Task | Track down each line below containing the string "sandy" and copy it.

(Referring expression data)
• • • •
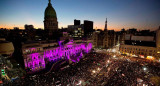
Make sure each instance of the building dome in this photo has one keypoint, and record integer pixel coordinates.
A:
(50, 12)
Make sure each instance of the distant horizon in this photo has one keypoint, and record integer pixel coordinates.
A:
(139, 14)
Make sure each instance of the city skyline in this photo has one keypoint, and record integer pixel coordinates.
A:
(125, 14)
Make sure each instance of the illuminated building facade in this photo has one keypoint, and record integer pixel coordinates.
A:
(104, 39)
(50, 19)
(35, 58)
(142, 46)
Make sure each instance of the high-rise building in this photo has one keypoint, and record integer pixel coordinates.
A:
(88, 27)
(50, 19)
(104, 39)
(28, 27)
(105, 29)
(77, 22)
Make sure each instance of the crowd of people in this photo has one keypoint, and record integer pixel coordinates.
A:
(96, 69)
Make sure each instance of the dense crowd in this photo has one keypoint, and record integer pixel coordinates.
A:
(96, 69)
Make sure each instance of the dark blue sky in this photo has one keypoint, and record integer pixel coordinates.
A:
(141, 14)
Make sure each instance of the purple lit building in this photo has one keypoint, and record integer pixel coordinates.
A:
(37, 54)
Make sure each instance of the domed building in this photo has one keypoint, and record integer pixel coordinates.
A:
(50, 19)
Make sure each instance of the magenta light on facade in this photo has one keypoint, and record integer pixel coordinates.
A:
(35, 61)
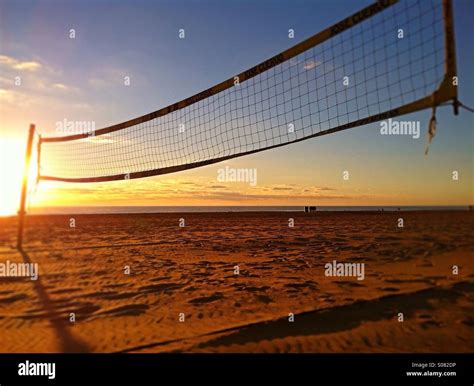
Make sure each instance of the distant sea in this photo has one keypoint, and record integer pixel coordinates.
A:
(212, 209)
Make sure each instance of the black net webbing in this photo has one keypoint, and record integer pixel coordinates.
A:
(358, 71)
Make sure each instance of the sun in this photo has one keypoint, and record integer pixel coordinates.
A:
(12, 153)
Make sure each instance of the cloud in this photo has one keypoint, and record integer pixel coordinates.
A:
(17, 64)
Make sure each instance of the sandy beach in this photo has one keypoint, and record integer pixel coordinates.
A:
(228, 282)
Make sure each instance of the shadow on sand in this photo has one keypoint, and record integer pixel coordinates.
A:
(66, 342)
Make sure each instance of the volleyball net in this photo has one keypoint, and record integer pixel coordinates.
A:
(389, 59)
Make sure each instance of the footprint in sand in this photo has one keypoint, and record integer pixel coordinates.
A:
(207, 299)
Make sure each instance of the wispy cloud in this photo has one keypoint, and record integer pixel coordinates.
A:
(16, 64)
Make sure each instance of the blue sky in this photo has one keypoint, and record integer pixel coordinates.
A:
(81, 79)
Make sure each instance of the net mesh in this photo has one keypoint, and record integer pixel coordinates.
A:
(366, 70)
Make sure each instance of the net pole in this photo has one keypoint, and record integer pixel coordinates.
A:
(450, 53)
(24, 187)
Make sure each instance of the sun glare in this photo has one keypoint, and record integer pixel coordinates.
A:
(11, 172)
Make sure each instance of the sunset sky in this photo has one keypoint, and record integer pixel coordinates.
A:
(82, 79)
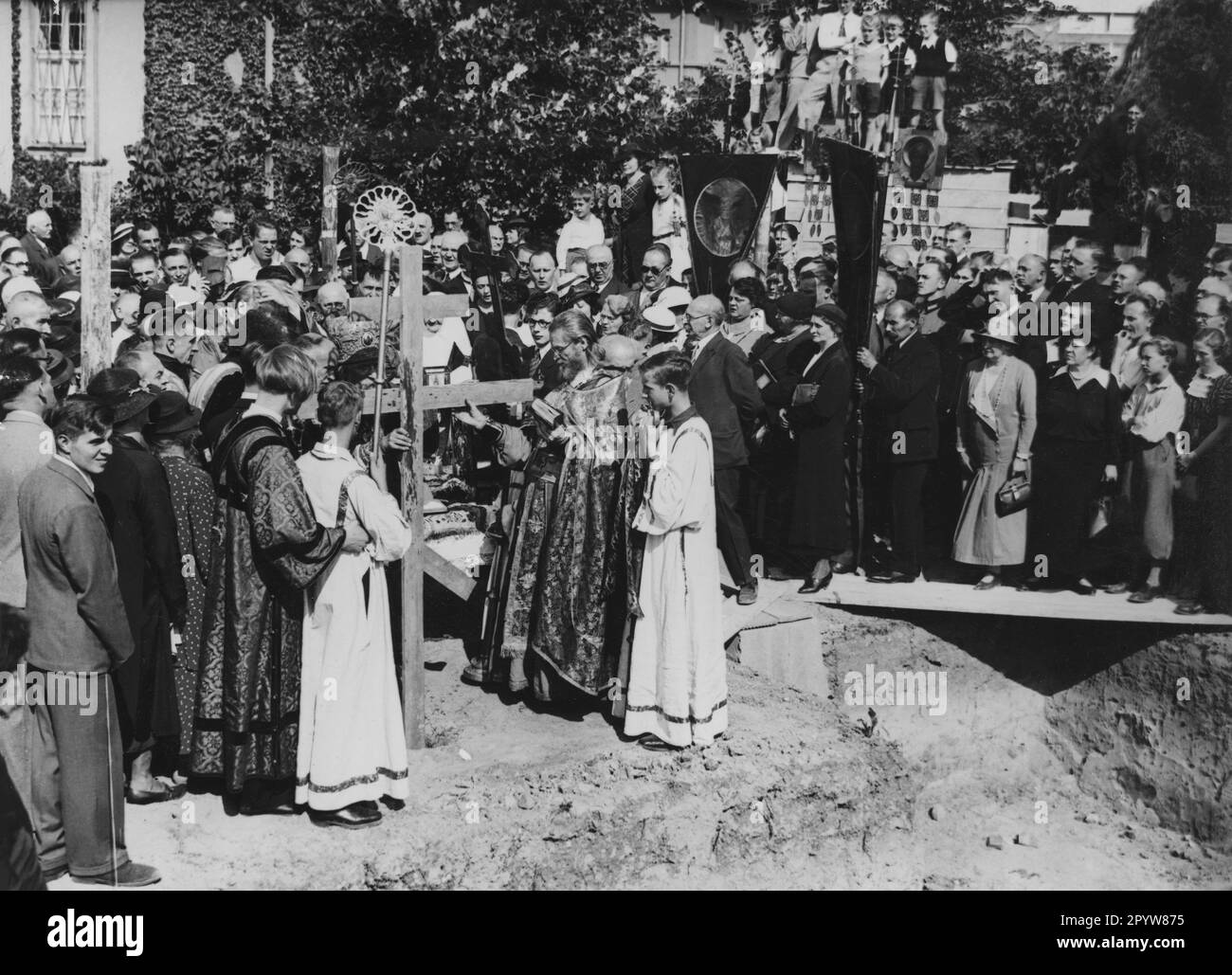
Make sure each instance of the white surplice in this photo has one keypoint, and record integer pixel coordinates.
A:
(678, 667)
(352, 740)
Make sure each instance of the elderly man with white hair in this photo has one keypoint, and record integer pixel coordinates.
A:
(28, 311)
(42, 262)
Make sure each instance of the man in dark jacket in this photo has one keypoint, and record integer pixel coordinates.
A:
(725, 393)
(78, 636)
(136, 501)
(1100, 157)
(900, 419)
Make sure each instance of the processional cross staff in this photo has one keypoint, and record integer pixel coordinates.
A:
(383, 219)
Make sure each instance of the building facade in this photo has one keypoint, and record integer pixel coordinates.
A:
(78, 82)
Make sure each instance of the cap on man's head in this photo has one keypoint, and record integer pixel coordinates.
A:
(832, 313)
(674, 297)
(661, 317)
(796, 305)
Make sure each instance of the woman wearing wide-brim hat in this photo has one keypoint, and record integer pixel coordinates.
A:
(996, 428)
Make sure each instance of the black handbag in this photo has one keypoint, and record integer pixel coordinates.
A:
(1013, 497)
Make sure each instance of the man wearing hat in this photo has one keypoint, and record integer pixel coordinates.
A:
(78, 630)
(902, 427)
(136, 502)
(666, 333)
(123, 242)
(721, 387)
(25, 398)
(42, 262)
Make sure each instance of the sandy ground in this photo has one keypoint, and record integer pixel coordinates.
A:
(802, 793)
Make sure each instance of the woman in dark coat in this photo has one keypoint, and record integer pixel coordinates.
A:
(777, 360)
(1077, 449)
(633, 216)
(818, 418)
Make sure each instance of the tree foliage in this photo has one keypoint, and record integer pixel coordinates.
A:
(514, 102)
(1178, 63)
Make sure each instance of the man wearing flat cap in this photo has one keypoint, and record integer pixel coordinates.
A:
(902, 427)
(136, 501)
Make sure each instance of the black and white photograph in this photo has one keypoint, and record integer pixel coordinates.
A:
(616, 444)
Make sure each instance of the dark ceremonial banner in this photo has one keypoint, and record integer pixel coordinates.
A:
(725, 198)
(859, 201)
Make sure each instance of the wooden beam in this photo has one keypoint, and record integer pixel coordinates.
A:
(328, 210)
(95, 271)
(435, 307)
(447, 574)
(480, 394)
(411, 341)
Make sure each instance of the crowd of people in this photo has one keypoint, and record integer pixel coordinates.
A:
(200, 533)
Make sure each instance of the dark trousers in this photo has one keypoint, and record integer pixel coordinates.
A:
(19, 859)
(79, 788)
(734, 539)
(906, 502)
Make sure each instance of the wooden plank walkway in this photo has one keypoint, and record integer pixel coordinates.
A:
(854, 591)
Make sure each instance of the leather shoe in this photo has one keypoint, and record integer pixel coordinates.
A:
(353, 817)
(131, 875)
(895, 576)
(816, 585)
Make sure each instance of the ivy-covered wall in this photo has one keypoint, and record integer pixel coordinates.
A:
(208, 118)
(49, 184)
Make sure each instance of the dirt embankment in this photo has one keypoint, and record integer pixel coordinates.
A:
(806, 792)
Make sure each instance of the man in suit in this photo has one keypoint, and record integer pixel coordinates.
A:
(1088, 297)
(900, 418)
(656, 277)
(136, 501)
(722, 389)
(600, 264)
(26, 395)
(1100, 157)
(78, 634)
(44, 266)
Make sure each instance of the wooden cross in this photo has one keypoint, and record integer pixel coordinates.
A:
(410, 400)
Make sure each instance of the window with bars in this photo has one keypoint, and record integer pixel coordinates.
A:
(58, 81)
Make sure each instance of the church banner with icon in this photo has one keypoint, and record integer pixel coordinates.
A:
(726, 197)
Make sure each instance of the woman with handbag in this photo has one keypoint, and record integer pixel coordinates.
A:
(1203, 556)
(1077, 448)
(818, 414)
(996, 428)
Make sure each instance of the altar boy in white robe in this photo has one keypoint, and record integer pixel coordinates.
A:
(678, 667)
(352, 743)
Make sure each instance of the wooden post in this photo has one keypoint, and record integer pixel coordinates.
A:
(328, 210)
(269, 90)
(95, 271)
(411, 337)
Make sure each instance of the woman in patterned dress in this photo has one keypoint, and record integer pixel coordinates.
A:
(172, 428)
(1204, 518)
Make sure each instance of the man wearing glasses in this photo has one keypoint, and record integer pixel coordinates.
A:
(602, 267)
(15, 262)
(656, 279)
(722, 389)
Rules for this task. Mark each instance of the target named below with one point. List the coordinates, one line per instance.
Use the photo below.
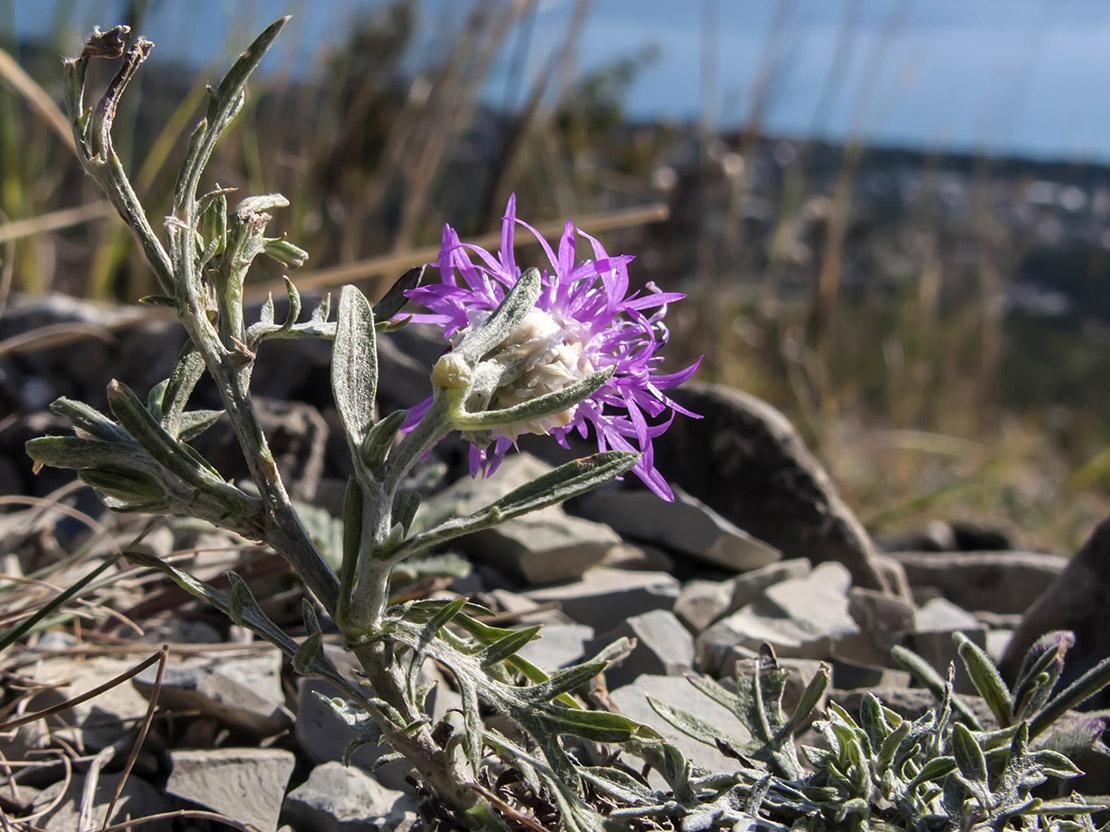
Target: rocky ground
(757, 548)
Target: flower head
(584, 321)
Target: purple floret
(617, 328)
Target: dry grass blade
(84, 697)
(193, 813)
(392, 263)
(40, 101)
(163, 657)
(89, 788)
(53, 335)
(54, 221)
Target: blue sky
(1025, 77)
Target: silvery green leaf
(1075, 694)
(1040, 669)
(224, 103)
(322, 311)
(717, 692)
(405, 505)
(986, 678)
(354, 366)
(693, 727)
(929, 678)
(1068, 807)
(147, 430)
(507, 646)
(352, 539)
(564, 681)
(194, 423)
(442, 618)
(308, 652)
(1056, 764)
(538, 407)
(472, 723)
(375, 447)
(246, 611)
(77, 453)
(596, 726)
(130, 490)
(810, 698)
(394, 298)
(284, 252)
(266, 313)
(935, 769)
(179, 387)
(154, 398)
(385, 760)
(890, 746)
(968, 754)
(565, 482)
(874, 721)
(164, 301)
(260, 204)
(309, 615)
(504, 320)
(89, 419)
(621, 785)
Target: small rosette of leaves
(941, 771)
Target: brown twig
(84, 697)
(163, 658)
• • • •
Task response |
Make sure each instance of the sandy beach in this photo has one keypoint, and record integer pixel coordinates.
Make sure each instance of the sandy ground in this photo has one keypoint, and record integer pixel coordinates.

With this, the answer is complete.